Description of the task = How many lines in the rows below contain the string "shore", counting only matches in the same case? Reply with the number alone.

— begin Record set —

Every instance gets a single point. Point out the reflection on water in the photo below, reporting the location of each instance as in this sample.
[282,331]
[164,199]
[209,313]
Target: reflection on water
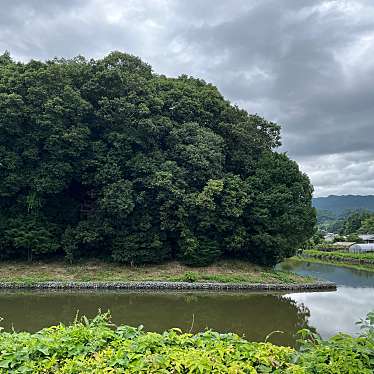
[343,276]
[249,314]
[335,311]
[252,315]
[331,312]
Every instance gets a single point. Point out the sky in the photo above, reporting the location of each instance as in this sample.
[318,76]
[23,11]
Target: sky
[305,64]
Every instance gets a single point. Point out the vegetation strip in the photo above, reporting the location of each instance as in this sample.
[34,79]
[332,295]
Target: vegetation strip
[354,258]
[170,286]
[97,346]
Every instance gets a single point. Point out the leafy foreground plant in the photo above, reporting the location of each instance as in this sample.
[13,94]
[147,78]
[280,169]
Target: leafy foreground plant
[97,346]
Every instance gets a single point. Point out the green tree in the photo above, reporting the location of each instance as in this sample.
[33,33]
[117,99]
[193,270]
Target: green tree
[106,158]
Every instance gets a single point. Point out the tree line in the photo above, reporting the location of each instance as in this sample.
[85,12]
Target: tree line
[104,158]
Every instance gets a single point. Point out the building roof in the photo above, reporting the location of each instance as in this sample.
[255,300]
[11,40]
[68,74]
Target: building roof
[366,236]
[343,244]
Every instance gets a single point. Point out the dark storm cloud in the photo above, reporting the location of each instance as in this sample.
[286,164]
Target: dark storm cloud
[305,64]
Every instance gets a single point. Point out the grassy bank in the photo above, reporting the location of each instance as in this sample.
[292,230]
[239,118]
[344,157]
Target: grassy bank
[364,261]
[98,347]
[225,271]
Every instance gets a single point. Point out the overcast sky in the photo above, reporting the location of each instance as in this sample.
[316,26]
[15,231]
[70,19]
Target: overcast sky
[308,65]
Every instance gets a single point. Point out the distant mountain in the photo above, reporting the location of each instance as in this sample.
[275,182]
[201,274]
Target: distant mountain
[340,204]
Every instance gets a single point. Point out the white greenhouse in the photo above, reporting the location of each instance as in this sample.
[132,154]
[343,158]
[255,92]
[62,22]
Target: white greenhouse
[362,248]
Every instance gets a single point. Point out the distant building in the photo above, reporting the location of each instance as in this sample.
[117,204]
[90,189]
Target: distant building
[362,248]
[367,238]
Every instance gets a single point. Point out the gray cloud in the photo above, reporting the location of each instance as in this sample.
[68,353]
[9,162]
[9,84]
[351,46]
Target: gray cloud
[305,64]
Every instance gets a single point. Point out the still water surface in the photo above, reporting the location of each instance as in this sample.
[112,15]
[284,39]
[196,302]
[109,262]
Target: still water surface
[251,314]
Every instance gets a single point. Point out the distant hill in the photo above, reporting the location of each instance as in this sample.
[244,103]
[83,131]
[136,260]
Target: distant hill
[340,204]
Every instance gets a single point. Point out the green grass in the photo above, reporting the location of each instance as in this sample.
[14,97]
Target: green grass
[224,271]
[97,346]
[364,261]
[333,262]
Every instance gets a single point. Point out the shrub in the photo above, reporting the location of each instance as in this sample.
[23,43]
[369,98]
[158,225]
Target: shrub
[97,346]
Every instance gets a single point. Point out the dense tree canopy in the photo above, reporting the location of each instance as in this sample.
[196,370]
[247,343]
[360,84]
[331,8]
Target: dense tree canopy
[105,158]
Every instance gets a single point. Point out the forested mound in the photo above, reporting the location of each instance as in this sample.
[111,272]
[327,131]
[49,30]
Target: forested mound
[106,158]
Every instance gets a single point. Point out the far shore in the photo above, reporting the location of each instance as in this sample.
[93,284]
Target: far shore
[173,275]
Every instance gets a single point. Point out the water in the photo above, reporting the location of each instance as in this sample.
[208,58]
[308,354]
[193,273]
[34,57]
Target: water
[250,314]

— end Record set —
— begin Record set —

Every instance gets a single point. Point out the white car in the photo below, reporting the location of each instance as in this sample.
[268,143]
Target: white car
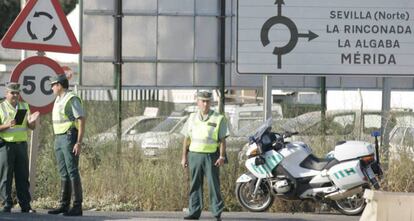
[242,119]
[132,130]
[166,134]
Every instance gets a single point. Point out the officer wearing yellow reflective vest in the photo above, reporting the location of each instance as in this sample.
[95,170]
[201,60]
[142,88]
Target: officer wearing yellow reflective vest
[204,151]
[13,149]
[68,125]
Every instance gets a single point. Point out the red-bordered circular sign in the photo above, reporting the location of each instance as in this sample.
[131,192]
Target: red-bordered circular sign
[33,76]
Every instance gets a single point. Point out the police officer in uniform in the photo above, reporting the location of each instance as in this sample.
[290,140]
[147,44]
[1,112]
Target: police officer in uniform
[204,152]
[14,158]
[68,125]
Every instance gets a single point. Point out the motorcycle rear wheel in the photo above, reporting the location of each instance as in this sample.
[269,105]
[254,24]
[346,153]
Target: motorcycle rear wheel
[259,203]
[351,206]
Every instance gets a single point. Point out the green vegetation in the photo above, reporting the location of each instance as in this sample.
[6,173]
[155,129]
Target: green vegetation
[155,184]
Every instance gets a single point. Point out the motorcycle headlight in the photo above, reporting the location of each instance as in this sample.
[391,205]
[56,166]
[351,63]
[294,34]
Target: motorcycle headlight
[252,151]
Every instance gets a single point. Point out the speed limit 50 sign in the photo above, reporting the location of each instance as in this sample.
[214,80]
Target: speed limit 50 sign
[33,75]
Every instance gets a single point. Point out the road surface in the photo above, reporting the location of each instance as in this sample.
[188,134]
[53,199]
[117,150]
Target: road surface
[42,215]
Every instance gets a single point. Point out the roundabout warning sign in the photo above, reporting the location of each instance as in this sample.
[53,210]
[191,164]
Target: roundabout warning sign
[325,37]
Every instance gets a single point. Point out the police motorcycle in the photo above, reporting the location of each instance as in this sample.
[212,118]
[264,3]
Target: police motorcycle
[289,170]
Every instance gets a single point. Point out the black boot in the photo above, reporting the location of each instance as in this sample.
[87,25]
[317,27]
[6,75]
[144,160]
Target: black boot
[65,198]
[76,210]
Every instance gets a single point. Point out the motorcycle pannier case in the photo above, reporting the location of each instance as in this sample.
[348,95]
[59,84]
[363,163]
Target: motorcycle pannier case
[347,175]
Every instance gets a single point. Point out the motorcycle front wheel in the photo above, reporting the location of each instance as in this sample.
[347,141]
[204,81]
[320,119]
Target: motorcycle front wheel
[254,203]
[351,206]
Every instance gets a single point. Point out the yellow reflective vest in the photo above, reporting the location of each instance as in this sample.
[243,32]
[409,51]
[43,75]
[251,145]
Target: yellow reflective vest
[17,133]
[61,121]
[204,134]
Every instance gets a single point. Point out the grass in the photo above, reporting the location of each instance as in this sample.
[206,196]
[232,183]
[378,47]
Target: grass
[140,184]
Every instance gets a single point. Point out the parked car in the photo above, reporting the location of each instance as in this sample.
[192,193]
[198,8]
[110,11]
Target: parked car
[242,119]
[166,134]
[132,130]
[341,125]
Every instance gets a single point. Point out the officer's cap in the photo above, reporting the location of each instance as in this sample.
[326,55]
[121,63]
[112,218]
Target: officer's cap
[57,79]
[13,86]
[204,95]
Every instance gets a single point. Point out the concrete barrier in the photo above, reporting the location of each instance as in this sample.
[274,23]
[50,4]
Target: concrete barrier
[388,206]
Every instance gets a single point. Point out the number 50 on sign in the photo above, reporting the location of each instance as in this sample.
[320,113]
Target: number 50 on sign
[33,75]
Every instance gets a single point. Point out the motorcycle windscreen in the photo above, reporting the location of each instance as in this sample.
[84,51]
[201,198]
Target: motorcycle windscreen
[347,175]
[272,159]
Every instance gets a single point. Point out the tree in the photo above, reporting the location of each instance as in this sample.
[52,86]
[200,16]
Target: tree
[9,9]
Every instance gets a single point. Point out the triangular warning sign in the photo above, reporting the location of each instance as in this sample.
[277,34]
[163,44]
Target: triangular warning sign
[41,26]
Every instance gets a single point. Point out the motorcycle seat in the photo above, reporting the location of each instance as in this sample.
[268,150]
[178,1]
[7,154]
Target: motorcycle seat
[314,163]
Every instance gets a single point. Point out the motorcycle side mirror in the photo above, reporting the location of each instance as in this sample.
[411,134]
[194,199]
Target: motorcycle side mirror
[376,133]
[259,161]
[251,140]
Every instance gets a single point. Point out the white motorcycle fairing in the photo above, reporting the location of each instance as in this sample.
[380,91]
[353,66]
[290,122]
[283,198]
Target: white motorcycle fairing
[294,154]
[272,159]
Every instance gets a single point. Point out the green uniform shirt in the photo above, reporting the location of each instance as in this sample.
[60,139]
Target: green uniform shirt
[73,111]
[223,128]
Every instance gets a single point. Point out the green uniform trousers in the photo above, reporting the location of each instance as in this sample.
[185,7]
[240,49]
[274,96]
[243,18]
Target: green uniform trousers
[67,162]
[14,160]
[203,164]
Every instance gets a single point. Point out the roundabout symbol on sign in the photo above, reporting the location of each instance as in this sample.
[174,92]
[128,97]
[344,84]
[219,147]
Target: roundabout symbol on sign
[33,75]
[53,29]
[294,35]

— end Record set —

Written reply = 2